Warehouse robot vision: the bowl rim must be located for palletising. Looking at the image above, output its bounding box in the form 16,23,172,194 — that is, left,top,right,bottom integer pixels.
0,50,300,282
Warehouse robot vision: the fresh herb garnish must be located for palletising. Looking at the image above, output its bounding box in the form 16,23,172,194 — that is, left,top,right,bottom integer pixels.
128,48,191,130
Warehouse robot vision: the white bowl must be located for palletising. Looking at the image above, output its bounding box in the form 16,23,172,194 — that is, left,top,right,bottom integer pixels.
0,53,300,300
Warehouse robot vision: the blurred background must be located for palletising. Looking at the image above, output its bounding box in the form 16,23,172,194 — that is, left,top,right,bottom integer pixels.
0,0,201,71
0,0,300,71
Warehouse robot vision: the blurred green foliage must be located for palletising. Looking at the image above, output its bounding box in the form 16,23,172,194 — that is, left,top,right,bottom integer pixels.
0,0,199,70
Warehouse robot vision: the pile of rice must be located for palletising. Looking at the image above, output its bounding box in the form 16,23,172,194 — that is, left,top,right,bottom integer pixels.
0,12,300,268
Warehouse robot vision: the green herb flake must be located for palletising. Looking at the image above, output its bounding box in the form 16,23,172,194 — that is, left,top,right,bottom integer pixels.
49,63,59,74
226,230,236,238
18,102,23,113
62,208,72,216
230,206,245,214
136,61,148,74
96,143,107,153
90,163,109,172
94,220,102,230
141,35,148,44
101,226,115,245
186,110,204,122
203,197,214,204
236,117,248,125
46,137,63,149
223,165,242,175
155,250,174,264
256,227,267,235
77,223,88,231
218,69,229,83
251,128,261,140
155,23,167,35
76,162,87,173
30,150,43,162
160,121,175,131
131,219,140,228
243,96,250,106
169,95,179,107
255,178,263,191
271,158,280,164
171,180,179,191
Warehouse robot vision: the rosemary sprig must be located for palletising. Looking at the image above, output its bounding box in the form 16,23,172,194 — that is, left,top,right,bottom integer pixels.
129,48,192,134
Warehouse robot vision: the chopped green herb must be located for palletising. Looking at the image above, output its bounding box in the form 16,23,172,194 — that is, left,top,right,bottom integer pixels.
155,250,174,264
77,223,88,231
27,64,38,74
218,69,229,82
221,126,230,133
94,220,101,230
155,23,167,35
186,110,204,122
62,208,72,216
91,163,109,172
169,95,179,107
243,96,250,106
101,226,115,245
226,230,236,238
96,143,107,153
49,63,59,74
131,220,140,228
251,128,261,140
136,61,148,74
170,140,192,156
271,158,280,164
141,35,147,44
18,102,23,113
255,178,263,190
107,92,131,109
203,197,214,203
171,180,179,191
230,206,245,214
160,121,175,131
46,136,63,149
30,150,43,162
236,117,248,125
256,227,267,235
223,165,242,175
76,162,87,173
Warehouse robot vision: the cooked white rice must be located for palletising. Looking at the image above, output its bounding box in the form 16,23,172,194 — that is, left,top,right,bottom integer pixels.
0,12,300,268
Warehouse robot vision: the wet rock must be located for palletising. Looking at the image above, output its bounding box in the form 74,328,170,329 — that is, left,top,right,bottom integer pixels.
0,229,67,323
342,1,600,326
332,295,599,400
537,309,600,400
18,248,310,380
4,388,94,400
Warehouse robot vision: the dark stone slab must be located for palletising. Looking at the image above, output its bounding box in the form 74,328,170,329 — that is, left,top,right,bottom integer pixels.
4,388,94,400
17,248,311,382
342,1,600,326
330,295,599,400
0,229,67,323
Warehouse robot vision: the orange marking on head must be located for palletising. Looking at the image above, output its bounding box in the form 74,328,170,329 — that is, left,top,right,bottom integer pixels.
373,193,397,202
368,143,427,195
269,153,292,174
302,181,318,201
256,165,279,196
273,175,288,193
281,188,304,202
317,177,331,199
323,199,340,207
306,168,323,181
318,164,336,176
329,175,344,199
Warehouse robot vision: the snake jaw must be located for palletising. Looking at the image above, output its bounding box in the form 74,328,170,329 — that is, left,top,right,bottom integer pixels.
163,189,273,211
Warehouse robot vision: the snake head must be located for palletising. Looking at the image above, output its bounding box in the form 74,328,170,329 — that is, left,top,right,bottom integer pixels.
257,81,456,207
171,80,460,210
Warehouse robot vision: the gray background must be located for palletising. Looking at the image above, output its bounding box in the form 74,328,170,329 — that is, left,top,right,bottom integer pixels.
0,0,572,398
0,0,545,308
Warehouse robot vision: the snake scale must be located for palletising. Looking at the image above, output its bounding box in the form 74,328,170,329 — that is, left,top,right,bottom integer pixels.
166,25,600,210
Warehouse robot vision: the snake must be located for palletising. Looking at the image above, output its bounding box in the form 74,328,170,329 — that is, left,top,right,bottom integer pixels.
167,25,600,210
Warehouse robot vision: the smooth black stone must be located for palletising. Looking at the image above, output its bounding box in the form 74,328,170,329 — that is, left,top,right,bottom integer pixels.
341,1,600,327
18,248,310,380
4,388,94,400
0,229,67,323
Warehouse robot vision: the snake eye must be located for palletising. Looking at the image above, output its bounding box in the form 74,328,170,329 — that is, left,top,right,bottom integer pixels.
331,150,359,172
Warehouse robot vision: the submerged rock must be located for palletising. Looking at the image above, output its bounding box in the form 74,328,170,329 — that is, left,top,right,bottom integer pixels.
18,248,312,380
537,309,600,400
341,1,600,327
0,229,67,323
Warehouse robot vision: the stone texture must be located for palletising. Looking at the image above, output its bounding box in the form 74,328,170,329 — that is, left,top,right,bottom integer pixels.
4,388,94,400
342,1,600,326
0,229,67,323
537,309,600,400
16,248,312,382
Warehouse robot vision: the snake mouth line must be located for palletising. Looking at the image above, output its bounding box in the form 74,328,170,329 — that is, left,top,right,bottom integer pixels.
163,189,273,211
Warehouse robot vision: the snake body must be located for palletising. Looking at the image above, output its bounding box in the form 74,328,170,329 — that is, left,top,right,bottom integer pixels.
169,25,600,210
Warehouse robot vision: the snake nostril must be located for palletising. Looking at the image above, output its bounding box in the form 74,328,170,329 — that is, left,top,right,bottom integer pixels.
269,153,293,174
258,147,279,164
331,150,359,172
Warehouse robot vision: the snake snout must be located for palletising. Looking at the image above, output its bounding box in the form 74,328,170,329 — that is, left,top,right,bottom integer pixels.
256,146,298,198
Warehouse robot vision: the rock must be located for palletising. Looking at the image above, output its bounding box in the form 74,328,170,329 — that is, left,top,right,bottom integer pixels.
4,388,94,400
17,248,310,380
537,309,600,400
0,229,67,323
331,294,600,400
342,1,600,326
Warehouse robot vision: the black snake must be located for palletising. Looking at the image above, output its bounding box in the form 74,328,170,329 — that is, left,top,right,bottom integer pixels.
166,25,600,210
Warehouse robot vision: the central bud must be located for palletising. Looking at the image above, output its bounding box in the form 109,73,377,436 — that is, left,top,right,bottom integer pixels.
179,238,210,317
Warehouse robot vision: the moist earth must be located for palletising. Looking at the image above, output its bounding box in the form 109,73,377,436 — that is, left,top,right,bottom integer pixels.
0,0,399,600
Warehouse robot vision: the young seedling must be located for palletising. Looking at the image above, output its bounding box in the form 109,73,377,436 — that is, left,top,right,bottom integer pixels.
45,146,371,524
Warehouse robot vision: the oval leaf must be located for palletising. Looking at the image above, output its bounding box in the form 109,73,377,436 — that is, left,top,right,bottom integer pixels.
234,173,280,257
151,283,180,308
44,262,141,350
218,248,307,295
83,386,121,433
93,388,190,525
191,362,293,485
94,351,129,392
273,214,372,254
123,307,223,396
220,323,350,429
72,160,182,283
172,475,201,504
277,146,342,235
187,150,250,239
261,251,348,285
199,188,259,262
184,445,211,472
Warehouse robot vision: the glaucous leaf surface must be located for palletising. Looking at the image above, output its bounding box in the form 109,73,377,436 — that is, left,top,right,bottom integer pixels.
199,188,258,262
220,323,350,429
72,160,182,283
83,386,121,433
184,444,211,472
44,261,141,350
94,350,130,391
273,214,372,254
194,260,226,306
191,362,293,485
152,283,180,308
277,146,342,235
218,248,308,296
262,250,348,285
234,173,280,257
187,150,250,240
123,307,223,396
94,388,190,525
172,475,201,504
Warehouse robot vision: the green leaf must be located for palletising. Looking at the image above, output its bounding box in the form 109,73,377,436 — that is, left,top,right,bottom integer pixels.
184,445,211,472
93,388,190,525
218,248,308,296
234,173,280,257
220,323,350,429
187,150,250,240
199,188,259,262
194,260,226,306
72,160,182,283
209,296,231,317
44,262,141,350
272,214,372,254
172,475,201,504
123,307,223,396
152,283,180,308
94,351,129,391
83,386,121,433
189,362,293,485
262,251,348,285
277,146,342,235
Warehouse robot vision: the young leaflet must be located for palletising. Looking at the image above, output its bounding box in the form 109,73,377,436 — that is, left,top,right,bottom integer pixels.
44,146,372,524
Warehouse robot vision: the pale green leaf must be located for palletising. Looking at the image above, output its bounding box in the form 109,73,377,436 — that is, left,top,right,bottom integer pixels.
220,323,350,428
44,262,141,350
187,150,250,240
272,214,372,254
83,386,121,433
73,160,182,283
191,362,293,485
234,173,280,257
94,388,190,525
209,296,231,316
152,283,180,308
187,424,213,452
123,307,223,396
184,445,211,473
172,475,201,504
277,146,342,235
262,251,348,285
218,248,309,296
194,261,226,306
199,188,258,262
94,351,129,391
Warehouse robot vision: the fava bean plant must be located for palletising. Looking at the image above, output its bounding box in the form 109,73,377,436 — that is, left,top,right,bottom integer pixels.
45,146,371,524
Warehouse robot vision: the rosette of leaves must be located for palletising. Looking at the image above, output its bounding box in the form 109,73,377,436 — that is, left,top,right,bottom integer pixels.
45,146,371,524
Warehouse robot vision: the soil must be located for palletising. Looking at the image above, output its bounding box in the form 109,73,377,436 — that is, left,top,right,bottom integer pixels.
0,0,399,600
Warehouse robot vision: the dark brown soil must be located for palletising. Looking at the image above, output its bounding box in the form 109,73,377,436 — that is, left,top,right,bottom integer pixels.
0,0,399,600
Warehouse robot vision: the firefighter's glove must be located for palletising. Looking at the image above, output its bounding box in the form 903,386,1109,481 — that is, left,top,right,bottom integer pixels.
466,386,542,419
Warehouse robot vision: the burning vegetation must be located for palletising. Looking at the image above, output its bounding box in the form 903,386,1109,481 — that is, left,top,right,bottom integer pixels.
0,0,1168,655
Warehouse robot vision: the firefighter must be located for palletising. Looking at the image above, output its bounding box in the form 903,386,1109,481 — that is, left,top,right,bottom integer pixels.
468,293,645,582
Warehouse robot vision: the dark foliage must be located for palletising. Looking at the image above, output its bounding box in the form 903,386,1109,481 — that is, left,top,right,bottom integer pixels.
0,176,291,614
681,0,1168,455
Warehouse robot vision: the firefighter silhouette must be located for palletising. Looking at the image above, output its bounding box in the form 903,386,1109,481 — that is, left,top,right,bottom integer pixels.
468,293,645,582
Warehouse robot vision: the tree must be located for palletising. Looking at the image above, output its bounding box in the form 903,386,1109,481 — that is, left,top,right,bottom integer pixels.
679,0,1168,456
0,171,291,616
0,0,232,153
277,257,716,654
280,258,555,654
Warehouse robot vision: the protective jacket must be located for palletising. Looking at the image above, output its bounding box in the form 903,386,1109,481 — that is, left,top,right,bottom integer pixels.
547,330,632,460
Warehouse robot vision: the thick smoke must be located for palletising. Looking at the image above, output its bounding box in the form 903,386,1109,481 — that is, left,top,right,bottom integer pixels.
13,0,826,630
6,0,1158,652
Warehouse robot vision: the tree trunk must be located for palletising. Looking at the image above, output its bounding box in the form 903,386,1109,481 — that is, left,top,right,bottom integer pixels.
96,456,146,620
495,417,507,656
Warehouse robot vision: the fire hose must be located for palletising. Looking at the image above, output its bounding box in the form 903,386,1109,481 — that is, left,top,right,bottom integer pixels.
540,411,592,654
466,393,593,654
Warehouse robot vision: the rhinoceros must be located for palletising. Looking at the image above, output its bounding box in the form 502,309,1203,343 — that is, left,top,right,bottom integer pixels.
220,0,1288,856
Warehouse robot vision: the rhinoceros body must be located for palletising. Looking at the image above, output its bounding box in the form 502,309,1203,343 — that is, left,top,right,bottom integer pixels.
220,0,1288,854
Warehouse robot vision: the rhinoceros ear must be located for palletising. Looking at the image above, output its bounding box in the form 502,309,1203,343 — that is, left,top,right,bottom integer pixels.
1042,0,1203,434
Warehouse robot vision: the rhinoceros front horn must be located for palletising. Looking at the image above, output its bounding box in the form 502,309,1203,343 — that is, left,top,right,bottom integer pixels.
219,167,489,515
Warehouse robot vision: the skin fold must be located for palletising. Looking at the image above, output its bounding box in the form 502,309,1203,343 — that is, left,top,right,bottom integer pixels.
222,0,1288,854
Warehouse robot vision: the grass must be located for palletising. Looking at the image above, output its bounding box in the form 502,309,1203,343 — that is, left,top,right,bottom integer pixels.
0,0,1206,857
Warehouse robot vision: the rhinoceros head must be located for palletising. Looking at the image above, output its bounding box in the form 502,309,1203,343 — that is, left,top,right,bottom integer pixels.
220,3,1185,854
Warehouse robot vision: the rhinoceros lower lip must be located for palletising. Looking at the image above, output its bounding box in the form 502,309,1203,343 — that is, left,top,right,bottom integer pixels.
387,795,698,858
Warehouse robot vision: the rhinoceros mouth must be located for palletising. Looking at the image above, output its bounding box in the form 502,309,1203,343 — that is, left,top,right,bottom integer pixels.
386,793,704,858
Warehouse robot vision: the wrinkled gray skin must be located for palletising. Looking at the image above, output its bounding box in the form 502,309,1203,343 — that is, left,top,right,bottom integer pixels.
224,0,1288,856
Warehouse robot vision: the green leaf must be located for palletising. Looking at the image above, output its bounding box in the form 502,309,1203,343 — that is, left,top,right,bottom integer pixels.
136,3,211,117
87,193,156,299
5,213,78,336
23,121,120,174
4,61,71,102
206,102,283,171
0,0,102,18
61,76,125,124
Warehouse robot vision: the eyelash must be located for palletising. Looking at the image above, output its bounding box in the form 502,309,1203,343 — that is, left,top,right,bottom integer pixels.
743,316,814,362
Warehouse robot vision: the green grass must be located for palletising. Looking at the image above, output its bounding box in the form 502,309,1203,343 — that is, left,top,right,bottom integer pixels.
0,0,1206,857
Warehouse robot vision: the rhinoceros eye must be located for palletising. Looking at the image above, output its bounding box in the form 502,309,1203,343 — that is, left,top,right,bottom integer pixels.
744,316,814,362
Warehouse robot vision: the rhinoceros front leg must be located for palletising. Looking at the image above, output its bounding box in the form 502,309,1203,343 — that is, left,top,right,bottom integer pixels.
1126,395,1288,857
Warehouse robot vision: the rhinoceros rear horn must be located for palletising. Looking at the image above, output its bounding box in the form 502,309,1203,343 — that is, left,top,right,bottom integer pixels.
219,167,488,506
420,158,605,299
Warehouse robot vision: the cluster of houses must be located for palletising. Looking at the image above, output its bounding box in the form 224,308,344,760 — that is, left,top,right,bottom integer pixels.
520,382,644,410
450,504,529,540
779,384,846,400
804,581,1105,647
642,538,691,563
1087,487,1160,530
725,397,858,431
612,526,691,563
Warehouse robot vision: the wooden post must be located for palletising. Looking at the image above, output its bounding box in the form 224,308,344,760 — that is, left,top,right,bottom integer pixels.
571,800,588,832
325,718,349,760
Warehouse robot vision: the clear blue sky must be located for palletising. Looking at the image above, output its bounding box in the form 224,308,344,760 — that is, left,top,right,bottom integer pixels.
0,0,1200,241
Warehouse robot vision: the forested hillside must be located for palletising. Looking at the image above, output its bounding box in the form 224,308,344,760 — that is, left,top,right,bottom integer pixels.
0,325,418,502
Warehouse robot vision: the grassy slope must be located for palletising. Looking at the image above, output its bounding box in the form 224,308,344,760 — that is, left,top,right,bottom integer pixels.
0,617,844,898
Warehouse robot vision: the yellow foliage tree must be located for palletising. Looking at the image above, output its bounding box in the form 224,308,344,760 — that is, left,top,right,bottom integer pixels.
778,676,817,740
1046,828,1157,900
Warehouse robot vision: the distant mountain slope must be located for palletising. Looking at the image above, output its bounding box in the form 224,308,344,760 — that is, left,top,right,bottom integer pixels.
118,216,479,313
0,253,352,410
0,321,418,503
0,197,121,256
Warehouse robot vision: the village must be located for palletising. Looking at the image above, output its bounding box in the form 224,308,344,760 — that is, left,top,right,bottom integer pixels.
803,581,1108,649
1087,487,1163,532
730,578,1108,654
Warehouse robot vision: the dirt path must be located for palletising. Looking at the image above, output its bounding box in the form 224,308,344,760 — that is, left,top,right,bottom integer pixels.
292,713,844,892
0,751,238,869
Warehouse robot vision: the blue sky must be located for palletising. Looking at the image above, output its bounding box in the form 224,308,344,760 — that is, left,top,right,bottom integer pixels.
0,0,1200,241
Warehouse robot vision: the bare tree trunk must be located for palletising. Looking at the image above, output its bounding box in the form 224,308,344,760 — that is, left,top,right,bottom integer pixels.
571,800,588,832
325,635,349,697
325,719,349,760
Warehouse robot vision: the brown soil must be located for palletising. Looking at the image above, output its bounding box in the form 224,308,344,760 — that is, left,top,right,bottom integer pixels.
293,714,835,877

*Given task*. Turn the lines above into a numbered list, starting at the line containing "Warehouse robot vision: the cooked" and ending at the line containing "329,175,344,199", and leave out any blank lines.

*Solution*.
1. Warehouse robot vision: the cooked white rice must be located for palletising. Looking at the image above, output its bounding box in the form 16,23,172,194 — that is, left,top,right,bottom integer pixels.
2. 0,12,300,268
3. Warehouse robot vision: the wet rock must be located for palletising. Looking at the image above, output its bounding box in the form 74,328,170,329 — that is, left,top,right,bottom integer pixels.
4. 0,229,67,323
5. 342,1,600,326
6. 332,295,599,400
7. 537,309,600,400
8. 18,248,310,380
9. 4,388,94,400
10. Warehouse robot vision: the dark stone slab must be located for palletising. Looking at the image above, output its bounding box in the form 74,328,170,329 — that is, left,top,right,bottom integer pixels.
11. 4,388,94,400
12. 17,248,311,382
13. 342,1,600,326
14. 330,295,599,400
15. 0,229,67,323
16. Warehouse robot vision: the orange marking on head must be located for palletising. Looking at the image above, output its bounding box in the form 74,328,170,329 — that is, left,top,right,bottom integer pixels.
17. 373,193,397,202
18. 368,143,427,195
19. 269,153,292,174
20. 302,181,318,201
21. 256,165,279,196
22. 273,175,288,193
23. 281,188,304,202
24. 317,177,331,199
25. 323,199,340,207
26. 306,168,323,181
27. 318,164,336,176
28. 329,175,344,199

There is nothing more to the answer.